#### [Tasks]
1 – Transcribe the portion of the Babanin biography starting with "Between 2012 and" and going on through "points as well.".
2 – Write the next part of the Babanin biography, picking up after its final sentence.

#### [Text section]
%%

Maksim Babanin

Personal information
- Nationality: Russian
- Born: 7 October 1988 (age 37) Volgograd, Russian SFSR, Soviet Union
- Height: 1.83 m (6 ft 0 in)
- Weight: Heavyweight

Boxing career
- Stance: Orthodox

Boxing record
- Total fights: 6
- Wins: 6
- Win by KO: 4

Medal record
Men's amateur boxing
Representing Russia
World Championships
| Bronze medal – third place | 2019 Yekaterinburg | Super-heavyweight |
European Championships
| Bronze medal – third place | 2017 Kharkiv | Super-heavyweight |

= Maxim Babanin =

Russian boxer (born 1988)

Maxim Igorevich Babanin (Максим Игоревич Бабанин; born 7 October 1988) is a Russian professional boxer. As an amateur, he won bronze medals at the 2017 European Championships and 2019 World Championships.

==Amateur career==
Babanin began his amateur career in 2007. In 2007 he competed in the European Junior Championship in Sombor and became the super-heavyweight champion, beating Tyson Fury, who would later become world heavyweight champion. As of 2022, Babanin was the last boxer to defeat Fury in amateur competition.

Between 2012 and 2017, Babanin competed in the World Series of Boxing, during which time he amassed a 9–3 record, and achieved a notable victory against Joe Joyce. In September 2019, Babanin participated in 2019 AIBA World Boxing Championships, competing in the super-heavyweight division. He earned his place in the semifinals by beating Fraser Clark on points, but lost his semifinal bout against Bakhodir Jalolov on points as well.

%%

Location annotation dataset excerpts:
%%

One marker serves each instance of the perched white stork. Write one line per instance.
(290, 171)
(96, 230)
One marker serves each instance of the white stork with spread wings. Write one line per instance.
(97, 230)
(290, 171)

%%

#### [Answers]
1 –
Between 2012 and 2017, Babanin competed in the World Series of Boxing, during which time he amassed a 9–3 record, and achieved a notable victory against Joe Joyce. In September 2019, Babanin participated in 2019 AIBA World Boxing Championships, competing in the super-heavyweight division. He earned his place in the semifinals by beating Fraser Clark on points, but lost his semifinal bout against Bakhodir Jalolov on points as well.

2 –
Between late November and early December 2020, Babanin competed in the Russian super heavyweight tournament, which was held to determine the Russian boxing representatives. He was able to beat Damila Sharafutdinov by split decision in the round of 16, Mark Petrovskii on points in the quarterfinals, but lost on points to Svyatoslav Teterin in the semifinals.

==Professional career==
Babanin made his professional debut against Bogdan Rakich on 26 November 2021. He won the fight by stoppage, as Rakich retired from the fight at the end of the third round. A month later, on 17 December 2021, Babanin was booked to face Olivier Dounda Mekongo. He won the fight by a second-round technical knockout.

Babanin faced Evgeny Kirichenko in his first fight of 2022, which took place on 29 January 2022. He won the fight by a second-round knockout.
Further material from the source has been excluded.